Input rows =>
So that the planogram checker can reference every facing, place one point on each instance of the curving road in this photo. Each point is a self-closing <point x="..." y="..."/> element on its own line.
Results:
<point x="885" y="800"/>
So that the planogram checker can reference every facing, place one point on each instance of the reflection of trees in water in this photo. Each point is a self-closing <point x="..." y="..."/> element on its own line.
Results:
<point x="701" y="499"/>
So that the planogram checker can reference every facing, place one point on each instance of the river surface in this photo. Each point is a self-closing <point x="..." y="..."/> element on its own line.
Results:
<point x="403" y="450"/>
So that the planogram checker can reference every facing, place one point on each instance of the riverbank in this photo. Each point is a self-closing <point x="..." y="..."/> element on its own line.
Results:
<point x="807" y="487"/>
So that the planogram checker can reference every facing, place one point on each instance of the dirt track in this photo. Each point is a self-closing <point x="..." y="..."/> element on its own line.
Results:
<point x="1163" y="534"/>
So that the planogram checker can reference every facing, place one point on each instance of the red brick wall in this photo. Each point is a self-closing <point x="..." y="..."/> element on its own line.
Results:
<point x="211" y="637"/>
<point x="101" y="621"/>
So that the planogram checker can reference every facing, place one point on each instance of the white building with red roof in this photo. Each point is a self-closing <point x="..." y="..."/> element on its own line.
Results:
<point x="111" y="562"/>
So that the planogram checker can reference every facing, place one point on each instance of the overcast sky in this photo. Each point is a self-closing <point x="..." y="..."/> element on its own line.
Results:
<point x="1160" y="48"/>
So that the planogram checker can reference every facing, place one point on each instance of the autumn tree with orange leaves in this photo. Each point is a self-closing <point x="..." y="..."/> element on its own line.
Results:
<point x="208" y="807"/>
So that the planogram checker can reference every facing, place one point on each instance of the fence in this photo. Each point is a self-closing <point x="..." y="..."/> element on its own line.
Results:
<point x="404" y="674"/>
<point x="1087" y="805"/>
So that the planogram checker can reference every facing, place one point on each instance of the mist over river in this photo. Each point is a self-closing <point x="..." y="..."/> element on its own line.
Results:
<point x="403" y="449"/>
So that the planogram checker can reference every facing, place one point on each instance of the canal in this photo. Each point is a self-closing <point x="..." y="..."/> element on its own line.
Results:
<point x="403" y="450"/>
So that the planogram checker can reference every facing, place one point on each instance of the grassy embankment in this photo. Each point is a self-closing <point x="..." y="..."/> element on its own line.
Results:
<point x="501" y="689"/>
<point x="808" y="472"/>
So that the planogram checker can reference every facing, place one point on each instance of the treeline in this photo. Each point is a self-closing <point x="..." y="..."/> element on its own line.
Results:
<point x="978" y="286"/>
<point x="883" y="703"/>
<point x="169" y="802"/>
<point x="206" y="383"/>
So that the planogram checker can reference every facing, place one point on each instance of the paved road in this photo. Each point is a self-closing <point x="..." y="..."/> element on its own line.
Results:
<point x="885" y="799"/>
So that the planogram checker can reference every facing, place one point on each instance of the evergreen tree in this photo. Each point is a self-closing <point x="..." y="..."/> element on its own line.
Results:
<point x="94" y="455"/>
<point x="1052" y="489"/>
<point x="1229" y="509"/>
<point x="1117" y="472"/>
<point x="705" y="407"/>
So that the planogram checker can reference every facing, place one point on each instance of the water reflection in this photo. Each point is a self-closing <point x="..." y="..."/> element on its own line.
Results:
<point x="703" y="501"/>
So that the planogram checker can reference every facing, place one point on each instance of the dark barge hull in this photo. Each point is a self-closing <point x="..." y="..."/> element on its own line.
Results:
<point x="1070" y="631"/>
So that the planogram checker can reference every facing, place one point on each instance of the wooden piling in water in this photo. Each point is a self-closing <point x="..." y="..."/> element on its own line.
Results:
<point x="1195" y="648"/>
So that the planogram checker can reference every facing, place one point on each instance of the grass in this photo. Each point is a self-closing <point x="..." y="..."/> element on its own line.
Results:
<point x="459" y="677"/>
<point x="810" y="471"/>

Task description =>
Reproduce the full listing word for word.

Solution to the problem =>
So that the planogram checker can reference every facing, place one point on each instance of the curving road in this photo. Each point is a self-closing <point x="..." y="..."/> element on its own line.
Results:
<point x="885" y="800"/>
So that the planogram checker can reference every facing, place one point on each instance of the reflection of trees in water in this photo. Each point is a self-closing <point x="..." y="..."/> element on its own line.
Results:
<point x="701" y="499"/>
So that the planogram checker can reference every facing, place one point on each instance of the river surface in this photo. Each point is a self-closing <point x="..." y="..."/> element on its own line.
Results:
<point x="403" y="450"/>
So that the planogram checker can reference every facing, place one point on each instance of the riverbank in this photo. Each point is a self-closing <point x="..." y="..."/> element on its own line.
Results:
<point x="807" y="487"/>
So that the planogram checker can reference every facing, place one point on each instance of the dirt track in this photo. Each point is a self-closing <point x="..." y="..."/> element on its own line.
Results:
<point x="1163" y="534"/>
So that the planogram checker can reference every facing, place one point on each instance of the red brick wall in this photo. Each point is a self-closing <point x="..." y="..."/> element on its own line.
Results:
<point x="211" y="637"/>
<point x="101" y="621"/>
So that the planogram checker can reference every facing, place one point on each instance of the white building with red roof in this photo. Each point is a self-closing <point x="..." y="..."/> element on its own line.
Results:
<point x="111" y="562"/>
So that the planogram checker can reference every facing, place one point on each instance of the overcast sky in this photo. Each point is a self-closing <point x="..." y="..."/> element on its own line.
Results:
<point x="1160" y="48"/>
So that the planogram checker can reference every facing, place one point on each instance of the autumn tree with orange leaves in this photo. Each point is a self-closing <point x="..." y="..."/> element on its own line.
Results:
<point x="208" y="807"/>
So that the planogram checker can reference every facing, place one point on each instance of the fence in this photo. Each point is a self-closing <point x="..." y="..."/> element on its own line.
Results:
<point x="404" y="674"/>
<point x="1087" y="805"/>
So that the planogram checker can reference every facing, place one point on each instance of the mist over river in this photo. Each point is a self-closing <point x="..." y="..."/> element on its own line.
Results:
<point x="403" y="449"/>
So that the planogram checker can reference every facing, place one point on each instance of the canal in this photo. Each point is a self-closing <point x="..." y="..."/> element on its own line.
Results:
<point x="403" y="450"/>
So that the planogram checker can reference every facing, place one point on each instance of the grassy embankment in this photo. Each point is a self-closing <point x="..." y="..."/> element on its own line.
Results:
<point x="501" y="689"/>
<point x="808" y="472"/>
So that the planogram checker can reference every facing, place one point on each instance of the treeline in this photo. Each point is a self-closing <point x="..." y="..."/> element on its own line.
Results:
<point x="978" y="286"/>
<point x="883" y="703"/>
<point x="169" y="802"/>
<point x="206" y="383"/>
So that the planogram checker can reference every facing, place one point on each instance of the paved road in this photo. Each point is a self-closing <point x="..." y="..."/> element on its own line.
Results:
<point x="885" y="799"/>
So that the planogram checker can reference every facing, place one point on each instance of the evergreen tree in this photo. Each point is a self-closing <point x="..." y="..."/> element on its own line.
Results:
<point x="94" y="455"/>
<point x="1052" y="489"/>
<point x="1229" y="509"/>
<point x="1117" y="472"/>
<point x="705" y="407"/>
So that the planogram checker can reference every facing, place one point on each instance of the water reflection in this photo. Each point is a self-closing <point x="..." y="..."/> element on its own line.
Results:
<point x="703" y="501"/>
So that the planogram checker can reference every facing, place one point on each instance of the dark barge hull in this photo. Each point is a self-closing <point x="..." y="..."/> element on its own line.
Results:
<point x="1070" y="631"/>
So that the planogram checker can reference every facing, place one point on each instance of the wooden piling in water in this photo. Each point is a self-closing <point x="..." y="..."/> element on its own line.
Results:
<point x="1195" y="648"/>
So that the planogram checker can reference every facing, place one point on each instance of the grass in this photo. Each point is a self-closing <point x="..." y="..."/> element on its own line.
Results:
<point x="459" y="677"/>
<point x="810" y="471"/>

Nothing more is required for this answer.